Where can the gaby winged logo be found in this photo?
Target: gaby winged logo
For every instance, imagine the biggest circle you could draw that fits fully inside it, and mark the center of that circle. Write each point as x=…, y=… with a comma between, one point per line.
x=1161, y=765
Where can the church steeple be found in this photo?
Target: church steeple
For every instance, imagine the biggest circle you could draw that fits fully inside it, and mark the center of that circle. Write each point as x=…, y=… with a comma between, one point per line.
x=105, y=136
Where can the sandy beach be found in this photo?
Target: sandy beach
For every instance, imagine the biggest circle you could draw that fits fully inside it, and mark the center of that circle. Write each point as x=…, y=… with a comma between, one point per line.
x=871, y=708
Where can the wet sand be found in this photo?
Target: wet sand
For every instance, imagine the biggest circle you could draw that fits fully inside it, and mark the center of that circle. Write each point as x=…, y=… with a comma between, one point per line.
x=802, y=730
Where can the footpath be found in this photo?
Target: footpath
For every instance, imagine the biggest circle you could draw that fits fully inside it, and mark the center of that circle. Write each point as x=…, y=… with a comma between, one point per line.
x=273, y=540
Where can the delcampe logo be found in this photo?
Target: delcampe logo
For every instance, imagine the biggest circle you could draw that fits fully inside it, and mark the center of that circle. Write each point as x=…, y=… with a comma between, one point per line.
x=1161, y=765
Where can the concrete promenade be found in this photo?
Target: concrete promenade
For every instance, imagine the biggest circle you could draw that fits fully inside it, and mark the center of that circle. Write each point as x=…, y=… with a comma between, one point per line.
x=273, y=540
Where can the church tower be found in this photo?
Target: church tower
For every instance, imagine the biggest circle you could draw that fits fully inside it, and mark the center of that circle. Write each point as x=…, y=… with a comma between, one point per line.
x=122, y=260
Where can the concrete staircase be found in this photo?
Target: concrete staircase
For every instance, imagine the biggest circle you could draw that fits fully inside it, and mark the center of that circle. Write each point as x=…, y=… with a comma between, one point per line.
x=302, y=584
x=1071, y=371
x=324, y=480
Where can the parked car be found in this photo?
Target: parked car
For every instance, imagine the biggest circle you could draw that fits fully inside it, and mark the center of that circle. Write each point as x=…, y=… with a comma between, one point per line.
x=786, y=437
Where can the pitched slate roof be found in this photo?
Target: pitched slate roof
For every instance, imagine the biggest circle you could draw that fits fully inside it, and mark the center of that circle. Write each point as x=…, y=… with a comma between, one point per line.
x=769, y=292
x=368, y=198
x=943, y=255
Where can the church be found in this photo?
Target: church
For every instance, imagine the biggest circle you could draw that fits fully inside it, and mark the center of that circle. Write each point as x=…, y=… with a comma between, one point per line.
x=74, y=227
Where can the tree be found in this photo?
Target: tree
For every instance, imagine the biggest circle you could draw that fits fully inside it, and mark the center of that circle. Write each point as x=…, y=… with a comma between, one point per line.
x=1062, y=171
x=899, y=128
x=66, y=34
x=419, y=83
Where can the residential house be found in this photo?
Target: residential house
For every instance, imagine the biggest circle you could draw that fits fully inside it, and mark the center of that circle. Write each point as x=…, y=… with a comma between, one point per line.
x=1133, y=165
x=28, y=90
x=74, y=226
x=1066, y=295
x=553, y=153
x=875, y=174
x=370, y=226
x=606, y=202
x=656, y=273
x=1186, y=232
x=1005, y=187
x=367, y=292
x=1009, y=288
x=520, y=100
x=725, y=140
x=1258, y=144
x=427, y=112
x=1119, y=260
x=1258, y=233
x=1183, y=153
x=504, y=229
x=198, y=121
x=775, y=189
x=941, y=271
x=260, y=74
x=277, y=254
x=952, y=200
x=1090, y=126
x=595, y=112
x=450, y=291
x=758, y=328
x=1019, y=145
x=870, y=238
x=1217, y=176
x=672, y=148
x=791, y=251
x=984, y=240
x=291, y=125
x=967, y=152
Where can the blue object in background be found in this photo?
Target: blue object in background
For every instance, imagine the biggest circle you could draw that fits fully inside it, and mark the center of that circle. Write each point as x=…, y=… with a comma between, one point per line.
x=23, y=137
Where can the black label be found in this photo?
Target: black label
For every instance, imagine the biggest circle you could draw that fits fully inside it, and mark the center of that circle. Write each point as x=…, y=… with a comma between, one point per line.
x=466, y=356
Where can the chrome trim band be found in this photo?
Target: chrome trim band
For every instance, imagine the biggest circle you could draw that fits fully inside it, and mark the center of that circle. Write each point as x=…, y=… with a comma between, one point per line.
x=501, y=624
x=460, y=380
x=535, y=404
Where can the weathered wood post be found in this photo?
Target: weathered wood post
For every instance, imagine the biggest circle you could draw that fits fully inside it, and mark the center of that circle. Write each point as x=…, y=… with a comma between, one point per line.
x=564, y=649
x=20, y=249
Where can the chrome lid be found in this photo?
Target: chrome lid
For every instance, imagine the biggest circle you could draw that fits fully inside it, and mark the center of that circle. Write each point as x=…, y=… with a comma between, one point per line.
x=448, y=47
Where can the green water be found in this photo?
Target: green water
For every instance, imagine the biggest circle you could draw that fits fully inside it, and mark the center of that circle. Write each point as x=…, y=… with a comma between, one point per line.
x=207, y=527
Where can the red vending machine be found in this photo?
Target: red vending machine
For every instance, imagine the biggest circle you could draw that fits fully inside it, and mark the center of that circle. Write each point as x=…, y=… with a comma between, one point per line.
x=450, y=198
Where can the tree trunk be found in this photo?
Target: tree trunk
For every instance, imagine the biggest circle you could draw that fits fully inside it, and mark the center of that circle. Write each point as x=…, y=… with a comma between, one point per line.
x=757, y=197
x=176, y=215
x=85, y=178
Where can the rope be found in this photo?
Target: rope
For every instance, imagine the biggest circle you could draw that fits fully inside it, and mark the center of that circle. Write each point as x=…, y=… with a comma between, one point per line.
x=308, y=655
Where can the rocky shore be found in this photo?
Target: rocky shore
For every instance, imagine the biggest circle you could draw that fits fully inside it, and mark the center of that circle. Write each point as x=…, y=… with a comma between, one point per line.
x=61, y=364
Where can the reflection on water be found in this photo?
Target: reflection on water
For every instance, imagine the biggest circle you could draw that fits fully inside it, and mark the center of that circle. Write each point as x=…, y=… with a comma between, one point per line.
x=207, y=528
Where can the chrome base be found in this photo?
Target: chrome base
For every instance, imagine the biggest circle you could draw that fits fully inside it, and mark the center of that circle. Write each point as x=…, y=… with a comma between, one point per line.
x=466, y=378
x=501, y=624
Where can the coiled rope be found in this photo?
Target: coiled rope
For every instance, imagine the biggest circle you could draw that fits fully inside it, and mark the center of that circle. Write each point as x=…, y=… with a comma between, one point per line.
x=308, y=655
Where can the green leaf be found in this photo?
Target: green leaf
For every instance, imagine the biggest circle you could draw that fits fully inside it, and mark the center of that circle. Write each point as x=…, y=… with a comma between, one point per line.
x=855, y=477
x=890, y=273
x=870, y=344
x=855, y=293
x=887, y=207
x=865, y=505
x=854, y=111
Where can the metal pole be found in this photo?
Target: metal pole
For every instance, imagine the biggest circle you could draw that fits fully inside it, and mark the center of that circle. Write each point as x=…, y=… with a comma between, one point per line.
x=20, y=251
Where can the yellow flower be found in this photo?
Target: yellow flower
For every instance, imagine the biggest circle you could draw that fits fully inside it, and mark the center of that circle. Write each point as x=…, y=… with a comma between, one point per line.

◆ ◆ ◆ ◆ ◆ ◆ ◆

Turn all of the data above into a numbered list, one line per item, leaving out any blank lines.

# OUTPUT
1. Where can the gaby winged logo be found in this photo?
2. Target: gaby winged logo
3. For every instance, imagine the biggest circle you could draw that fits fully inside it, and mark the center of that circle. Write each point as x=…, y=… with a comma between, one point per line.
4. x=1161, y=765
5. Where can the church steeple be found in this photo?
6. Target: church steeple
7. For every instance, imagine the biggest circle you could draw that fits fully inside it, and mark the center of that circle. Write each point as x=…, y=… with a comma between, one point per line.
8. x=105, y=136
9. Where can the sandy beach be found in this photo?
10. Target: sandy beach
11. For every instance, imagine the biggest circle you could draw that fits fully inside it, and mark the center of that circle. Write each point as x=…, y=… with a comma between, one point per line.
12. x=871, y=708
13. Where can the wet sand be found in this photo?
14. Target: wet sand
15. For every instance, imagine the biggest circle you could draw that fits fully inside it, and mark the center of that circle. Write each point as x=…, y=… with a comma between, one point per line.
16. x=802, y=730
17. Where can the footpath be found in this photo?
18. Target: footpath
19. For every instance, imagine the biggest circle you could draw that fits fully inside it, and mark the center of that circle. Write each point as x=…, y=… with a comma between, one point per line.
20. x=273, y=540
21. Where can the delcampe logo be found in this photo?
22. Target: delcampe logo
23. For every instance, imagine the biggest circle you could draw that fits fully inside it, and mark the center of that circle. Write each point as x=…, y=… with a comma between, one point per line.
24. x=1161, y=765
25. Where can the concrete promenade be found in this photo?
26. Target: concrete promenade
27. For every instance, imagine the biggest circle you could draw that fits fully inside it, and mark the center of that circle. Write each point as x=…, y=… with a comma between, one point per line.
28. x=273, y=540
29. Where can the church tower be found in this photo?
30. Target: church tower
31. For every instance, imagine the biggest circle you could draw that fits fully inside it, and mark the center of that circle. Write each point as x=…, y=… with a comma between, one point per line.
32. x=122, y=260
33. Where can the concrete staircase be found in this photo?
34. Target: concrete staircase
35. For every instance, imagine the biggest circle you could draw that fits fully inside it, and mark the center of that circle. Write each point as x=…, y=… with a comma between, one point per line.
36. x=302, y=584
37. x=1071, y=371
38. x=324, y=480
39. Where can the parked car be found in this photo?
40. Target: parked car
41. For every instance, imagine the biggest circle you could draw that fits fully inside it, and mark the center of that circle. Write each point as x=…, y=… with a comma between, one point per line.
42. x=786, y=437
43. Where can the pitched slate roof be found in this photo?
44. Target: pitched slate roof
45. For every instance, imagine the biggest circle you could draw that fits fully inside it, and mark the center of that circle. Write each point as x=…, y=… with a comma between, one point per line.
46. x=769, y=292
47. x=368, y=198
48. x=943, y=255
49. Where can the church be found in this photo?
50. Target: church
51. For every instance, imagine the biggest circle you could draw that fits fully inside it, and mark the center of that circle. Write each point as x=…, y=… with a comma between, one point per line.
52. x=74, y=227
53. Where can the tree be found in this photo?
54. Target: tree
55. For every instance, imagine the biggest circle you could draw that fits fully inside it, and mark the center of that circle. Write each point as x=…, y=… with a comma between, one point per line.
56. x=1062, y=171
57. x=899, y=128
58. x=66, y=34
59. x=419, y=83
60. Where can the residential house be found in this photo?
61. Target: residential house
62. For every instance, imagine the biggest circle you could draw that fits fully inside it, and mark the center of that circle. Write each point as x=…, y=… with a comma between, one point per line.
63. x=1133, y=165
64. x=28, y=90
65. x=74, y=226
66. x=1066, y=295
67. x=553, y=153
68. x=875, y=174
69. x=370, y=226
70. x=606, y=202
71. x=656, y=273
72. x=1186, y=232
73. x=1005, y=187
74. x=367, y=292
75. x=1009, y=288
76. x=520, y=100
77. x=725, y=140
78. x=1258, y=144
79. x=427, y=112
80. x=1119, y=260
81. x=1258, y=233
82. x=1183, y=153
83. x=504, y=229
84. x=198, y=121
85. x=775, y=189
86. x=941, y=271
87. x=260, y=74
88. x=277, y=254
89. x=952, y=200
90. x=1090, y=126
91. x=595, y=112
92. x=450, y=291
93. x=758, y=328
94. x=1019, y=145
95. x=870, y=238
96. x=1217, y=176
97. x=672, y=148
98. x=791, y=251
99. x=984, y=240
100. x=291, y=125
101. x=967, y=152
102. Where can the blue object in background be found in this photo?
103. Target: blue object in background
104. For every instance, imagine the biggest circle you could draw that fits fully inside it, and mark the center of that circle. Write each point as x=…, y=… with a comma between, one point per line.
105. x=23, y=137
106. Where can the black label be found in this photo?
107. Target: black label
108. For every instance, imagine the biggest circle you could draw that fits fully inside it, and mark the center of that circle. Write each point as x=…, y=… with a comma between, one point per line.
109. x=466, y=356
110. Where can the chrome trim band be found in this photo?
111. Target: chrome trim band
112. For every instance, imagine the biggest circle you could draw that fits fully inside it, and mark the center of that circle. Write each point as x=…, y=… with a comma between, one point per line.
113. x=501, y=624
114. x=460, y=380
115. x=535, y=404
116. Where can the weathered wood post be found in this photo?
117. Target: weathered wood post
118. For every instance, imagine the biggest circle you could draw that fits fully inside it, and mark the center of that circle. Write each point as x=…, y=… with a comma between, one point per line.
119. x=564, y=649
120. x=20, y=249
121. Where can the chrome lid be found in this photo?
122. Target: chrome lid
123. For every instance, imagine the biggest circle you could draw that fits fully inside it, and mark the center of that circle. Write each point as x=…, y=… with a comma between, one point per line.
124. x=448, y=47
125. Where can the green water be found in this photo?
126. Target: green water
127. For every instance, imagine the biggest circle you could draw that fits fully inside it, and mark the center of that circle. Write each point as x=…, y=… with a comma between, one point per line.
128. x=207, y=527
129. Where can the red vending machine be found in this photo?
130. Target: red vending machine
131. For every instance, imagine the biggest circle you could draw that fits fully inside it, and mark the center of that circle. Write each point as x=…, y=… with a comma between, one point per line.
132. x=450, y=198
133. Where can the tree trunk be found in this photo?
134. Target: tree trunk
135. For every instance, imagine the biggest circle you could draw that fits fully inside it, and mark the center of that circle. Write each point as x=…, y=… with a comma between, one point per line.
136. x=757, y=197
137. x=176, y=215
138. x=85, y=178
139. Where can the rope be found in this photo?
140. Target: rope
141. For every instance, imagine the biggest circle you could draw that fits fully inside it, and mark the center of that circle. Write each point as x=…, y=… with a comma between, one point per line.
142. x=308, y=655
143. Where can the rocky shore be found in this photo?
144. Target: rocky shore
145. For every instance, imagine the biggest circle you could draw that fits fully inside it, and mark the center of that circle. Write each point as x=…, y=… with a comma between, one point per line.
146. x=61, y=364
147. Where can the reflection on water be found in this photo?
148. Target: reflection on water
149. For every instance, imagine the biggest circle you could draw that fits fully inside it, and mark the center of that circle. Write each point as x=…, y=… with a comma between, one point per line.
150. x=207, y=528
151. Where can the chrome base be found in this photo?
152. Target: chrome base
153. For every instance, imagine the biggest circle you could draw that fits fully inside it, and mark the center of that circle. Write each point as x=…, y=… with a comma between, one point per line.
154. x=466, y=378
155. x=501, y=624
156. Where can the coiled rope be found in this photo?
157. Target: coiled rope
158. For every instance, imagine the biggest circle you could draw that fits fully inside it, and mark the center of that circle. Write each point as x=…, y=… with a comma between, one point per line.
159. x=308, y=655
160. Where can the green leaf be found in this photo?
161. Target: green leaf
162. For every instance, imagine the biggest circle you could draw that fits fully inside it, and mark the center of that circle. Write each point as x=…, y=… with a comma between, one point per line.
163. x=855, y=477
164. x=890, y=273
165. x=870, y=344
166. x=855, y=293
167. x=887, y=207
168. x=865, y=505
169. x=854, y=111
170. Where can the metal pole be found in this photo?
171. Target: metal pole
172. For every instance, imagine the biggest circle you could draw that fits fully inside it, and mark the center of that circle. Write each point as x=…, y=… with a comma between, one point per line.
173. x=20, y=251
174. Where can the yellow flower be found in this photo?
175. Target: yellow flower
176. For every instance, imagine the biggest circle you could draw that fits fully inside it, and mark the center of that circle. Write each point as x=…, y=… with a comma between, one point per line.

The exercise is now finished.